*** Text segment

Datacenter — Trivia & Interesting Facts¶
Surprising, historical, and little-known facts about datacenters.
The world's first commercial datacenter was built in 1946 for the ENIAC¶
The Electronic Numerical Integrator and Computer (ENIAC), completed in 1946 at the University of Pennsylvania, required 1,800 square feet of floor space, weighed 30 tons, and consumed 150 kilowatts of power. It required its own dedicated climate control system — making it arguably the first purpose-built "datacenter." Modern datacenters can pack more compute power into a single 1U server than ENIAC could produce.
Hot aisle / cold aisle containment saves 20-40% on cooling costs¶
The simple idea of arranging server racks so all fronts face one direction (cold aisle) and all backs face the other (hot aisle) was formalized by Robert Sullivan of Upsite Technologies in 2000. Despite being one of the highest-ROI efficiency improvements available, many datacenters built before 2005 didn't use it. Adding physical containment (curtains or doors) to the hot or cold aisle can improve PUE by 0.2-0.4.
Google's datacenter in Hamina, Finland uses seawater for cooling¶
Google's Hamina datacenter, opened in 2011, is built in a converted paper mill and uses water from the Gulf of Finland for cooling. The seawater passes through a heat exchanger (never touching the servers directly) and is returned to the sea after being cooled in a mixing basin. The facility achieves a PUE of approximately 1.12 — remarkably efficient for its size.
Microsoft sank a datacenter in the ocean and it had fewer failures than land-based ones¶
Project Natick, Microsoft's underwater datacenter experiment, placed a sealed container with 864 servers on the seafloor off Scotland in 2018. After two years, the underwater servers had one-eighth the failure rate of comparable land-based servers. The hypothesis is that the nitrogen atmosphere, absence of humidity fluctuations, and lack of human access (meaning no accidental bumps) contributed to the reliability improvement.
A single hyperscale datacenter can consume as much electricity as a small city¶
A typical hyperscale datacenter consumes 50-100+ MW of power — equivalent to powering 40,000-80,000 homes. Meta's Altoona, Iowa datacenter campus exceeds 200 MW. By some estimates, datacenters consumed 1-1.5% of global electricity in 2022, and AI training workloads are pushing this upward rapidly. Northern Virginia alone hosts more datacenter capacity than most countries.

******
*** Available data

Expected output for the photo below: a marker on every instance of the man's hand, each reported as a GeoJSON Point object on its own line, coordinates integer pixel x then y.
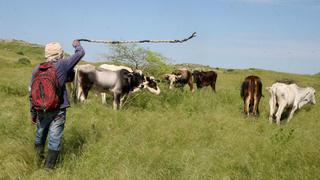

******

In the datacenter trivia text, how many servers did Project Natick's sealed container on the seafloor off Scotland hold?

Result of this task → 864 servers.